### [Text shown]
____________________

Whether it's rock and roll with its blistering solos, classical with its ominous overtones, or jazz with its black people, music is already pretty damn cool. The only way it could get cooler? These:
5The Great Stalacpipe Organ
'Lithophone' is the fancy music term for 'thing that hits rocks with sticks.' And to think our second grade teacher called that 'anger issues' (we were clearly just musically inclined, Mrs. Davis). The Great Stalacpipe Organ is the world's largest lithophone, and it is located inside of a cave. Wait, did we say "located inside of"? Sorry, we meant "built out of."
The organ is comprised of 37 stalactites scattered over 3.5 acres of the Luray Caverns in Virginia. When a key is pressed on a central console, a mallet strikes one of many gargantuan stalactites scattered throughout the cave, producing a specific note which resonates throughout the entirety of its 64 acres.

____________________

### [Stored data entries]
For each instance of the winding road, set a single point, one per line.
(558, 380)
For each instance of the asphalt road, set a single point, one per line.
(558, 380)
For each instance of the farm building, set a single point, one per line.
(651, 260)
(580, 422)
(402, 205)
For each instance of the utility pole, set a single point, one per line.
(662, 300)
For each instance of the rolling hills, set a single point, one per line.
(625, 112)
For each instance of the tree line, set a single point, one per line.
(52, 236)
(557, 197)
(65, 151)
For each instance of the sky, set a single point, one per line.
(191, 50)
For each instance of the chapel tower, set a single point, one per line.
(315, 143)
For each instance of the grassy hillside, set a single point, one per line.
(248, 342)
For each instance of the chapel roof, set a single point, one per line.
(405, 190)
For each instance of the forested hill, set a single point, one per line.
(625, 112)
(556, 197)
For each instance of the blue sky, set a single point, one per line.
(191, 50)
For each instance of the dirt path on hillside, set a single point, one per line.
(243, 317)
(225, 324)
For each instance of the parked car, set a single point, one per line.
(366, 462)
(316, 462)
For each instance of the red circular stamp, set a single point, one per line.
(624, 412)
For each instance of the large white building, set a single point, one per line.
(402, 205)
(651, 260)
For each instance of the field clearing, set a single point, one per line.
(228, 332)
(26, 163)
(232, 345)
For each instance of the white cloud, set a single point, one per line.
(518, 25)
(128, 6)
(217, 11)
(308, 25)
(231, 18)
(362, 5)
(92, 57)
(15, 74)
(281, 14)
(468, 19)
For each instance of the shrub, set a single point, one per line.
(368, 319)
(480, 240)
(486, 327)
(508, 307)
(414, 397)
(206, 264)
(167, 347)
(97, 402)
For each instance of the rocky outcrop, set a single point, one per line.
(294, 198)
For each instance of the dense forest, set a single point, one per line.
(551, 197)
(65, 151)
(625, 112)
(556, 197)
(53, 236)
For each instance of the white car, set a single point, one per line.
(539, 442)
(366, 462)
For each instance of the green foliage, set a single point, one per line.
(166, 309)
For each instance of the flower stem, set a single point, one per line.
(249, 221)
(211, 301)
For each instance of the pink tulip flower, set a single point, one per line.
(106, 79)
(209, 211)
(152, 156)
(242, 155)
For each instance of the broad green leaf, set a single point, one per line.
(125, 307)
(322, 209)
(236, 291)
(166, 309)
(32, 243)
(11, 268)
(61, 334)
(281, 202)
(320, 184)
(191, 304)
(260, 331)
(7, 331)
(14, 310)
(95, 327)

____________________

### [Brief 1]
Quote the music text, starting with "The organ is" and going on through "its 64 acres.".
### [Brief 2]
Extend the music text past its final sentence.

### [Task output 1]
The organ is comprised of 37 stalactites scattered over 3.5 acres of the Luray Caverns in Virginia. When a key is pressed on a central console, a mallet strikes one of many gargantuan stalactites scattered throughout the cave, producing a specific note which resonates throughout the entirety of its 64 acres.

### [Task output 2]
The instrument was conceived by Pentagon employee Leyland Sprinkle, in part to make up for his hilariously precocious name. Appropriately, Sprinkle's brainchild came about after damaging the brain of his child. In a trip to the caves in 1956, Leyland's son Robert hit his head on a stalactite, and instead of phoning the paramedics or dropping to his knees to curse a cruel and uncaring God, Sprinkle became fascinated by the sound of the vibrating rocks. He then spent the next 3 years shaving stalactites to get them perfectly in pitch, and the next 50 years presumably driving away the invading Molemen with his giant earth organ. They have notoriously sensitive ears, you see. That's Moleman Anatomy 101 right there.
"You see, kids, if the music ever stops, our surface world will surely fall beneath their savage claws."
4The Nano Guitar
Everybody knows the guitar: It's been famously played by everyone from douchebags unsuccessfully trying to impress girls, to even bigger douchebags very successfully trying to impress girls. The only way it could be more badass is if you scaled that bastard up, and ravaged the eardrums of Squares with your skyscraper-sized axe. Or you could take the opposite tack: Build a fully functional guitar...about the size of a red blood cell. And that's been done. This is the Nanoguitar, developed by Dustin Carr of the Cornell Nanofabrication Facility in 1997:
"Yeah, sweetheart. The guitar is just in my blood, you know? Literally. There's like eight thousand tiny guitars in my veins."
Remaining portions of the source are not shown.